What the task requires: Return every entry below exactly as written, minus the pictures.

Records shown:

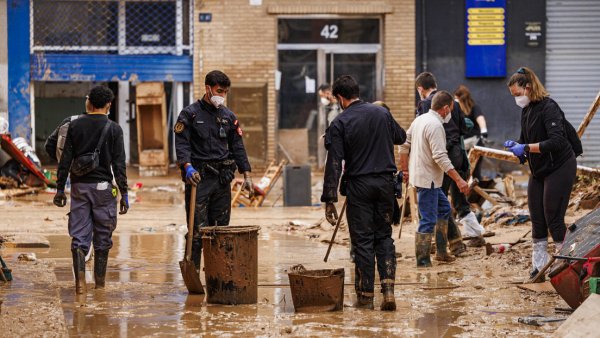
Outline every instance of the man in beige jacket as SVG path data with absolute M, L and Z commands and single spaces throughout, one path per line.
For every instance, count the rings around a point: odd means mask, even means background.
M 461 192 L 467 193 L 469 186 L 452 166 L 446 151 L 443 123 L 450 120 L 453 106 L 454 99 L 450 93 L 439 91 L 435 94 L 429 112 L 413 121 L 408 129 L 406 142 L 400 146 L 400 166 L 405 181 L 408 180 L 417 188 L 421 215 L 415 237 L 417 267 L 431 266 L 429 250 L 434 229 L 436 260 L 454 260 L 447 250 L 451 207 L 441 189 L 444 173 L 456 182 Z

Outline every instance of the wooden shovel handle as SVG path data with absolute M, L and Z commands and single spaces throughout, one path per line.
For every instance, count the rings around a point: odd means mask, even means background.
M 188 217 L 188 235 L 185 242 L 185 259 L 192 260 L 192 240 L 194 238 L 194 216 L 196 213 L 196 186 L 192 184 L 189 201 L 189 217 Z

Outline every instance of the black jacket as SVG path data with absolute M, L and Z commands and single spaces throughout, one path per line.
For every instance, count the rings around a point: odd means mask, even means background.
M 240 173 L 251 171 L 242 129 L 235 114 L 226 107 L 217 109 L 198 100 L 179 113 L 174 131 L 177 163 L 181 170 L 186 163 L 199 170 L 202 163 L 233 159 Z
M 431 109 L 431 101 L 433 100 L 433 96 L 437 93 L 437 90 L 434 90 L 425 98 L 424 100 L 419 101 L 417 104 L 416 116 L 425 114 Z M 467 135 L 469 132 L 469 128 L 467 128 L 467 124 L 465 123 L 465 114 L 460 109 L 460 105 L 458 102 L 454 102 L 454 109 L 452 109 L 452 117 L 448 123 L 444 123 L 444 131 L 446 132 L 446 147 L 450 148 L 455 145 L 460 145 L 461 140 L 460 137 Z
M 394 144 L 406 133 L 387 109 L 355 101 L 338 115 L 325 133 L 327 162 L 321 202 L 337 202 L 337 188 L 345 161 L 348 178 L 396 172 Z
M 517 142 L 540 144 L 540 153 L 529 153 L 531 174 L 543 178 L 574 156 L 564 130 L 563 112 L 549 97 L 531 102 L 521 111 L 521 136 Z
M 99 114 L 81 115 L 78 119 L 71 121 L 62 158 L 58 163 L 56 180 L 58 190 L 65 189 L 65 183 L 69 176 L 73 159 L 79 155 L 94 151 L 106 123 L 110 123 L 110 128 L 104 138 L 103 144 L 100 145 L 100 166 L 91 173 L 83 176 L 71 175 L 71 182 L 111 182 L 114 173 L 119 191 L 122 195 L 127 194 L 123 129 L 115 122 L 109 120 L 108 116 Z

Exercise response:
Outline every instance of the man in beige jacket as SVG path data with absolute M, L and Z commands and single spaces throughout, one path per line.
For every instance, count the rings around a point: odd means mask, even means background.
M 461 192 L 467 193 L 469 186 L 452 166 L 446 151 L 443 123 L 450 120 L 453 106 L 454 99 L 450 93 L 439 91 L 435 94 L 429 112 L 413 121 L 408 129 L 406 142 L 400 146 L 400 166 L 405 181 L 408 180 L 417 188 L 421 215 L 415 237 L 417 267 L 431 266 L 429 250 L 434 229 L 436 260 L 454 260 L 447 250 L 451 207 L 441 189 L 444 173 L 456 182 Z

Outline every instance of the wooden shovel handle as SVG path data with absolute M, L and Z commands and single spaces throughout, one path per line.
For every instance, count the rings around a point: odd means mask, even means background.
M 188 217 L 188 235 L 185 242 L 185 259 L 192 260 L 192 240 L 194 238 L 194 216 L 196 213 L 196 186 L 192 184 L 189 201 L 189 217 Z

Outline every instance of the black jacket as SVG path data with absolute M, L and Z commands and single spaces throughout, one path per line.
For every instance, count the rings around a point: odd means mask, even means background.
M 240 173 L 251 171 L 242 129 L 235 114 L 226 107 L 217 109 L 198 100 L 179 113 L 174 131 L 177 163 L 181 170 L 186 163 L 199 170 L 202 163 L 233 159 Z
M 431 109 L 431 101 L 433 100 L 433 96 L 437 93 L 437 90 L 434 90 L 425 98 L 424 100 L 419 101 L 417 104 L 416 116 L 425 114 Z M 467 135 L 469 132 L 469 128 L 467 128 L 467 124 L 465 123 L 465 114 L 460 109 L 460 105 L 458 102 L 454 102 L 454 109 L 452 109 L 452 117 L 448 123 L 444 123 L 444 131 L 446 132 L 446 147 L 450 148 L 455 145 L 460 145 L 461 140 L 460 137 Z
M 394 144 L 406 133 L 387 109 L 355 101 L 338 115 L 325 133 L 327 162 L 321 202 L 337 202 L 337 188 L 345 161 L 348 178 L 396 172 Z
M 517 142 L 540 144 L 540 153 L 529 153 L 531 174 L 543 178 L 574 156 L 564 130 L 563 112 L 549 97 L 531 102 L 521 111 L 521 136 Z
M 99 114 L 81 115 L 78 119 L 71 121 L 62 158 L 58 163 L 56 180 L 58 190 L 65 189 L 65 183 L 69 176 L 73 159 L 79 155 L 94 151 L 106 123 L 110 123 L 110 128 L 104 138 L 103 144 L 100 145 L 100 166 L 91 173 L 83 176 L 71 175 L 71 182 L 111 182 L 114 173 L 119 191 L 122 195 L 127 194 L 123 129 L 115 122 L 109 120 L 108 116 Z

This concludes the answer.